------ Selection ------
Semi-analytical solutions for soil consolidation induced by drying

Abstract

Drying induced consolidation is ubiquitous in nature, yet no theoretical model is available to delineate this phenomenon. Fundamentally, this phenomenon is a multi-physical process involving that the soil–water interaction energy lowers (becomes more negative), thereby soil’s suction stress, elastic modulus, and hydraulic conductivity change. Therefore, the drying induced consolidation is a phenomenon reflecting soil’s mechanical, hydraulic, and hydro-mechanical properties altered by soil–water interaction. Here, a theoretical framework is developed for drying induced consolidation. Richards equation is selected to describe moisture flow subject to drying. The impact of soil–water interaction on soil mechanical properties is quantified via an elastic modulus characteristic curve equation and a unified effective stress equation, respectively. Gardner’s model is selected for representing soil water retention and hydraulic properties, facilitating the semi-analytical solutions for drying induced consolidation. The accuracy of solutions is verified by comparing with numerical solutions of moisture flow and soil shrinkage curve data. It reveals that the adsorption induced effective stress can reach up to hundreds of kPa and contributes 96.7% of the total consolidation settlement for clayey soils. In addition, the elastic modulus variation is commonly overlooked in existing consolidation models, but this overlook can lead to either underestimation up to 0.66 times or overestimation up to 6.86 times of consolidation settlement.

Appendices

Appendix 1

Derivations of Analytical Solution for Settlement

To obtain soil layer settlement under drying, the suction-stress-based effective stress is implemented in the classical elasticity. The stress state of a soil element and coordinates are illustrated in Fig. 1. The gravity can be neglected in drying induced consolidation, implying zero body force, and thus the force equilibrium equations can be expressed as:

$$\frac{{\partial \sigma_{x} }}{\partial x} + \frac{{\partial \tau_{yx} }}{\partial y} + \frac{{\partial \tau_{zx} }}{\partial z} = 0$$

(A1)

$$\frac{{\partial \sigma_{y} }}{\partial y} + \frac{{\partial \tau_{zy} }}{\partial z} + \frac{{\partial \tau_{xy} }}{\partial x} = 0$$

(A2)

$$\frac{{\partial \sigma_{z} }}{\partial z} + \frac{{\partial \tau_{xz} }}{\partial x} + \frac{{\partial \tau_{yz} }}{\partial y} = 0$$

(A3)
------
● Given instruction A
In the block of data, starting at the line that contains "of the paper" and ending at the last line of the block, swap every "Target" for "Object" and give those lines back with nothing else changed.
------ Recorded data ------
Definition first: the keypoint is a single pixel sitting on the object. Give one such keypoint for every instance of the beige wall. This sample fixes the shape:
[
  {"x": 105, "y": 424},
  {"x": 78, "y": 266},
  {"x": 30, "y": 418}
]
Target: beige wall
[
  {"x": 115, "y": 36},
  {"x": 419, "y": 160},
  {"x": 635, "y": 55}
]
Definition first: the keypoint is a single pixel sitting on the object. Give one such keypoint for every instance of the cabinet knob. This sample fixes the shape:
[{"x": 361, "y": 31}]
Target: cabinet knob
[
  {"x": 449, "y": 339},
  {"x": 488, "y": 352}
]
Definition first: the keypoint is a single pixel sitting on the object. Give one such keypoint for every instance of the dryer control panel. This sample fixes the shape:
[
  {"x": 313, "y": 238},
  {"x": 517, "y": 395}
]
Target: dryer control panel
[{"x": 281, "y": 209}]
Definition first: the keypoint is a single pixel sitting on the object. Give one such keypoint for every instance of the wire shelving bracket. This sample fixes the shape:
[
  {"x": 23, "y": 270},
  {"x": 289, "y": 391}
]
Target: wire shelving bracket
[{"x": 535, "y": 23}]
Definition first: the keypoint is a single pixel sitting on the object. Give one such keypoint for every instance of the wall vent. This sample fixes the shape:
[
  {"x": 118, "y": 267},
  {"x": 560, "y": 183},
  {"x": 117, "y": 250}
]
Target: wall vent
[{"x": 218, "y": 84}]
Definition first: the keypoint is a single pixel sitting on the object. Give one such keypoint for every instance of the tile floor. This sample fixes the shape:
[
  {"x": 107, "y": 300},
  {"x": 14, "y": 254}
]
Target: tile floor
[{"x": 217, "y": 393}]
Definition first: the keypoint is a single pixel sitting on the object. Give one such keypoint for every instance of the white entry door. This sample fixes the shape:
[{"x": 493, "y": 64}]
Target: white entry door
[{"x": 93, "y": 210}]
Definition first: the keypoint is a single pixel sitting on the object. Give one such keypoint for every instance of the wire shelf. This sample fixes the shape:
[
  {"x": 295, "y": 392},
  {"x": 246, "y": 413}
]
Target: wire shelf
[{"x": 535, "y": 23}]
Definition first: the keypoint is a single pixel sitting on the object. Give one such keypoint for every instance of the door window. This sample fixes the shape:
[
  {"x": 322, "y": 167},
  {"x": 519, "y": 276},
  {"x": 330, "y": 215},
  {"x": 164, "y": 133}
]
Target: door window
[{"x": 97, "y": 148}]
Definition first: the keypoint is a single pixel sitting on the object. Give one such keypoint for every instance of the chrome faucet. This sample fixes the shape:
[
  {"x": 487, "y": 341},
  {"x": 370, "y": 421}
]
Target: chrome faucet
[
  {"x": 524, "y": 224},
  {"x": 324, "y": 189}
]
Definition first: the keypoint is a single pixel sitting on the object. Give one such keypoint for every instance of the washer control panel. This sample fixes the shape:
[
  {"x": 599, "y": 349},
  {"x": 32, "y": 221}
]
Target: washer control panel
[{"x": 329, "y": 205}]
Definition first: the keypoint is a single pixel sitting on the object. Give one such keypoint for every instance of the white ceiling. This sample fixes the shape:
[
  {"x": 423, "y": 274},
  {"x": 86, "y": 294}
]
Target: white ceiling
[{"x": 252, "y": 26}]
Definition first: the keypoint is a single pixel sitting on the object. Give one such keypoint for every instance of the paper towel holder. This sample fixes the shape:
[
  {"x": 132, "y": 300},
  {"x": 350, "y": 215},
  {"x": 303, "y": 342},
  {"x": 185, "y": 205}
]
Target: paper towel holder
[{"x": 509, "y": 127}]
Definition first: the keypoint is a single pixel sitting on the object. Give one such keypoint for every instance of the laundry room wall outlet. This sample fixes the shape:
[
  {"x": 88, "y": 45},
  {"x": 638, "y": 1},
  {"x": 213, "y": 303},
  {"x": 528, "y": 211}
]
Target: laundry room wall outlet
------
● Given instruction B
Translate this sentence from the abstract on drying induced consolidation into Spanish: "Richards equation is selected to describe moisture flow subject to drying."

● Exercise output A
Definition first: the keypoint is a single pixel sitting on the object. Give one such keypoint for every instance of the paper towel holder. This sample fixes the shape:
[
  {"x": 132, "y": 300},
  {"x": 350, "y": 215},
  {"x": 303, "y": 342},
  {"x": 185, "y": 205}
]
Object: paper towel holder
[{"x": 509, "y": 127}]
Definition first: the keypoint is a single pixel sitting on the object. Give one such keypoint for every instance of the laundry room wall outlet. This sample fixes the shape:
[
  {"x": 88, "y": 45},
  {"x": 638, "y": 1},
  {"x": 213, "y": 303},
  {"x": 528, "y": 211}
]
Object: laundry room wall outlet

● Exercise output B
Se selecciona la ecuación de Richards para describir el flujo de humedad sometido al secado.